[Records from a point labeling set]
▼
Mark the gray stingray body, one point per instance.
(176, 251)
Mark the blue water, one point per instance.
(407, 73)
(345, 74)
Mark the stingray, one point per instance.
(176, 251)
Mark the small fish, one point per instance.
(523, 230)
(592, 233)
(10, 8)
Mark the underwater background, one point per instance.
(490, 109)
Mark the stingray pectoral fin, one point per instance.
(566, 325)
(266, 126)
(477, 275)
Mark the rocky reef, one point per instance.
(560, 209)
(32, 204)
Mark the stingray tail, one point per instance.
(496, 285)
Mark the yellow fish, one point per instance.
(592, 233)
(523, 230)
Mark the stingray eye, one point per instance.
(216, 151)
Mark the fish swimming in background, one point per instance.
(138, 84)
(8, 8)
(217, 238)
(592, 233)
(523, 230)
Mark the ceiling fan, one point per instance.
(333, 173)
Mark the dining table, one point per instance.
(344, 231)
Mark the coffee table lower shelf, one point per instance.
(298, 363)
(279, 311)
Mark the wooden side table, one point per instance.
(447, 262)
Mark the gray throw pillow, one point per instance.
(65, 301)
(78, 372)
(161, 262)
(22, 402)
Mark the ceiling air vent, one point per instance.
▲
▼
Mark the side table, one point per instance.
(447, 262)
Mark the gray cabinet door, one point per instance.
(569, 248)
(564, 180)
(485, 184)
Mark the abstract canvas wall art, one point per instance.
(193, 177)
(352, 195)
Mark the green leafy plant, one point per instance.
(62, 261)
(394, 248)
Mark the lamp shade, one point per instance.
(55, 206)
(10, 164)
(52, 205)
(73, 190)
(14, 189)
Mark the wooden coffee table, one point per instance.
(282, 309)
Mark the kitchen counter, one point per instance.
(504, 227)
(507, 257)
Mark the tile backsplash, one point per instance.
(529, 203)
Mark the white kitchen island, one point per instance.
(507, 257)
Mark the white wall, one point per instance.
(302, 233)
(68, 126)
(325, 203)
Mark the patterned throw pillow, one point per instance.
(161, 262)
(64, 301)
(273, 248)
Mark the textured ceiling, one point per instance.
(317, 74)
▲
**What the task requires:**
Reproduce the data verbatim from the line containing "Mark the small fish, one point per instance." through the line containing "Mark the ceiling air", including both of those lines.

**Response to this exercise:**
Mark the small fish, one point per instance.
(523, 230)
(592, 233)
(10, 8)
Mark the underwater background, one point per instance.
(490, 109)
Mark the stingray pectoral fin, one point per instance.
(566, 325)
(266, 126)
(477, 275)
Mark the rocky reef, one point per instance.
(560, 209)
(32, 204)
Mark the stingray tail, one point per instance.
(496, 285)
Mark the yellow fish, one point per instance.
(592, 233)
(523, 230)
Mark the stingray eye, one point per instance.
(216, 151)
Mark the fish swimming in background, one point per instance.
(138, 84)
(8, 8)
(217, 238)
(592, 233)
(523, 230)
Mark the ceiling fan, one point per instance.
(333, 173)
Mark the dining table, one point per instance.
(344, 231)
Mark the coffee table lower shelf, one point per instance.
(298, 363)
(279, 311)
Mark the wooden side table, one point per instance.
(447, 262)
Mark the gray throw pillow, one point per instance.
(65, 301)
(78, 372)
(161, 262)
(22, 402)
Mark the ceiling air vent, one point per instance.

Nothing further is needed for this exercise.